--- start of Items ---
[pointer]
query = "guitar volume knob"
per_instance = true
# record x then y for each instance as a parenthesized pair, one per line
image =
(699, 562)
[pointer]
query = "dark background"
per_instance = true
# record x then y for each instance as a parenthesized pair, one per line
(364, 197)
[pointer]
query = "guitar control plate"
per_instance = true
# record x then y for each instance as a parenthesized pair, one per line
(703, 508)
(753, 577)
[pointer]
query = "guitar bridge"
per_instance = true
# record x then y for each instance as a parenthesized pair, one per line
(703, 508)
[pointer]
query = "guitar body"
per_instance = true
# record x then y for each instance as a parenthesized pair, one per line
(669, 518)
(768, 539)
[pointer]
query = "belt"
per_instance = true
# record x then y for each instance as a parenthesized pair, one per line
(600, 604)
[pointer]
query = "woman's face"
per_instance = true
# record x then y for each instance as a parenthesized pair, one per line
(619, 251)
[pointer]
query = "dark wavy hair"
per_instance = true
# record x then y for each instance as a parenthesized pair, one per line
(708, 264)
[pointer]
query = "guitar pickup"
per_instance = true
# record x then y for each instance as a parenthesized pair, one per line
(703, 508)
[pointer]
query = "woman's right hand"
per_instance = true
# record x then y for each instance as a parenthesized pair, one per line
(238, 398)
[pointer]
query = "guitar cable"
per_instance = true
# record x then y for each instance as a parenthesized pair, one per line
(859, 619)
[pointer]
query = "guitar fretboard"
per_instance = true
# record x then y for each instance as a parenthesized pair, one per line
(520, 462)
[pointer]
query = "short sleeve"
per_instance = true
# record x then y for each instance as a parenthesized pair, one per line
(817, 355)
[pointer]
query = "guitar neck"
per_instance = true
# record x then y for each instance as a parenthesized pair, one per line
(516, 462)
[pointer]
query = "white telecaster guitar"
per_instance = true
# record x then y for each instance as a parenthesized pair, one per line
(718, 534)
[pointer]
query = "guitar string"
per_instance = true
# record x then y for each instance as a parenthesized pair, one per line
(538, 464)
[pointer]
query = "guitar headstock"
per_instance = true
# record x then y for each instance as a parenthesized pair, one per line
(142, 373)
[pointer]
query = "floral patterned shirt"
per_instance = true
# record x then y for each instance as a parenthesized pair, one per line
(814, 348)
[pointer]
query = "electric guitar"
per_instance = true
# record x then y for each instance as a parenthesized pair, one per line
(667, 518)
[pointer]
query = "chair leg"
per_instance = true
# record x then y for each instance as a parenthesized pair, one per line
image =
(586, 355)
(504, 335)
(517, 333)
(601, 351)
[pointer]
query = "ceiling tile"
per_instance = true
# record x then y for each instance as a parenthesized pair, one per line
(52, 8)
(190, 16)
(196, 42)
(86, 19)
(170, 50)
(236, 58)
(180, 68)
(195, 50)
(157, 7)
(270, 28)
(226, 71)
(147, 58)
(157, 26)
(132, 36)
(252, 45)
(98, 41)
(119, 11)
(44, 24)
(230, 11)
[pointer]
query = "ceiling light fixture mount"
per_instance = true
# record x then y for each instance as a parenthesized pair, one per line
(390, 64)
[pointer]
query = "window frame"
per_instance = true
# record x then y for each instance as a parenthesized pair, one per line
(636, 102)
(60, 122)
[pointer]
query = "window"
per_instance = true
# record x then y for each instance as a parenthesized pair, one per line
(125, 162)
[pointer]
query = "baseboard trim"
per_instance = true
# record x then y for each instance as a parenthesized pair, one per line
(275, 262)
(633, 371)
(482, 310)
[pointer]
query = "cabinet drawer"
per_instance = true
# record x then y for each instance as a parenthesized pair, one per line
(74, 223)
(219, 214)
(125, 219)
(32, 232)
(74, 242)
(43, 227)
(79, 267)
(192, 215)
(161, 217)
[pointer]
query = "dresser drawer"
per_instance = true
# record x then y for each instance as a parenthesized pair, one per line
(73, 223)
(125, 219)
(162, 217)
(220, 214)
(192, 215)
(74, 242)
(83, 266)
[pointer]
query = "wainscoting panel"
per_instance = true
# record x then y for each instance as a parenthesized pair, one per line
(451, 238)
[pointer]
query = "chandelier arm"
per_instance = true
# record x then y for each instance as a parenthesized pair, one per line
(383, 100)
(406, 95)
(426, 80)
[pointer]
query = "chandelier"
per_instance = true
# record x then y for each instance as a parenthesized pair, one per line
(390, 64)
--- end of Items ---
## Written problem
Repeat every record, exactly as written.

## Problem solution
[pointer]
query = "guitar volume knob"
per_instance = true
# record x then y for each instance as a parenthesized pair, one per line
image =
(699, 562)
[pointer]
query = "dark background"
per_instance = true
# record x then y for each instance as a parenthesized pair, one per line
(364, 197)
[pointer]
query = "guitar control plate"
per_instance = true
# record x then y for each instance as a parenthesized pair, one per line
(703, 508)
(753, 577)
[pointer]
query = "guitar bridge"
per_instance = true
# record x then y for each instance as a parenthesized pair, one per line
(703, 508)
[pointer]
query = "guitar body"
per_instance = true
# record x then y for each instance as a parenthesized pair, one per line
(669, 518)
(768, 539)
[pointer]
query = "belt"
per_instance = true
# record x then y for each instance as a parenthesized pair, one per line
(600, 604)
[pointer]
query = "woman's face"
per_instance = true
# record x then y for each instance as a parenthesized pair, one per line
(619, 251)
[pointer]
query = "dark wavy hair"
per_instance = true
# record x then y for each instance as a parenthesized pair, one per line
(708, 264)
[pointer]
query = "guitar pickup"
per_instance = true
# record x then y for each instance as a parenthesized pair, one per line
(703, 508)
[pointer]
query = "woman's right hand"
per_instance = true
# record x then y for each instance as a parenthesized pair, one per line
(238, 398)
[pointer]
query = "guitar cable"
per_instance = true
# record x then y for each instance as a parenthesized pair, one per line
(859, 619)
[pointer]
query = "guitar fretboard"
per_instance = true
# record x then y for each instance as a parenthesized pair, one per line
(520, 462)
[pointer]
query = "short sleeve"
per_instance = true
# record x then y for each instance as a parenthesized pair, one per line
(817, 355)
[pointer]
query = "guitar neck"
per_instance = true
# record x then y for each instance as a parenthesized pair, one per line
(516, 462)
[pointer]
query = "white telecaster guitar"
per_instance = true
# record x then y for each instance as a parenthesized pair, one per line
(718, 534)
[pointer]
query = "guitar string"
per_instance = true
# record x then y for each instance as a parenthesized pair, one per line
(538, 464)
[pointer]
query = "guitar headstock"
per_instance = true
# record x then y for each instance as a parenthesized pair, one per line
(142, 373)
[pointer]
query = "floral patterned shirt"
per_instance = true
# record x then y for each instance as a parenthesized pair, one per line
(814, 348)
[pointer]
query = "electric guitar"
per_instance = true
# record x then y for each instance as a parenthesized pair, one per line
(667, 518)
[pointer]
query = "chair leg"
per_instance = true
# record x then y for each instance as a parenthesized pair, one per line
image =
(586, 355)
(504, 335)
(517, 333)
(601, 351)
[pointer]
query = "ceiling tile"
per_instance = true
# record x then y for each instance as a parenthesized pair, one per line
(52, 8)
(190, 16)
(196, 42)
(86, 19)
(170, 50)
(236, 58)
(180, 68)
(195, 50)
(157, 7)
(270, 28)
(226, 71)
(147, 58)
(157, 26)
(132, 36)
(252, 45)
(98, 41)
(119, 11)
(44, 24)
(230, 11)
[pointer]
query = "ceiling light fixture mount"
per_instance = true
# record x then y for each instance as a parenthesized pair, one per line
(390, 64)
[pointer]
query = "window frame"
per_instance = true
# record x then y for each instance as a parenthesized pair, one per line
(636, 102)
(60, 122)
[pointer]
query = "window"
per_instance = true
# record x then y for each instance as a parenthesized pair, one per line
(125, 162)
[pointer]
query = "baseboard trim"
per_instance = true
# record x then y for each instance as a parenthesized pair, one per line
(275, 262)
(633, 371)
(482, 310)
[pointer]
query = "cabinet drawer"
per_instance = true
# record x then y for each instance as a parenthesized pair, one per line
(74, 223)
(219, 214)
(125, 219)
(32, 232)
(74, 242)
(43, 227)
(79, 267)
(192, 215)
(161, 217)
[pointer]
query = "dresser drawer"
per_instance = true
# record x then y for each instance as a parenthesized pair, one per line
(73, 223)
(125, 219)
(162, 217)
(220, 214)
(192, 215)
(74, 242)
(83, 266)
[pointer]
query = "wainscoting panel"
per_instance = true
# record x then y for each instance as a parenthesized pair, one per line
(451, 238)
[pointer]
query = "chandelier arm"
per_instance = true
# record x then y for each instance as a parenthesized pair, one per line
(383, 100)
(406, 95)
(426, 80)
[pointer]
query = "chandelier"
per_instance = true
# record x then y for each instance as a parenthesized pair, one per line
(390, 64)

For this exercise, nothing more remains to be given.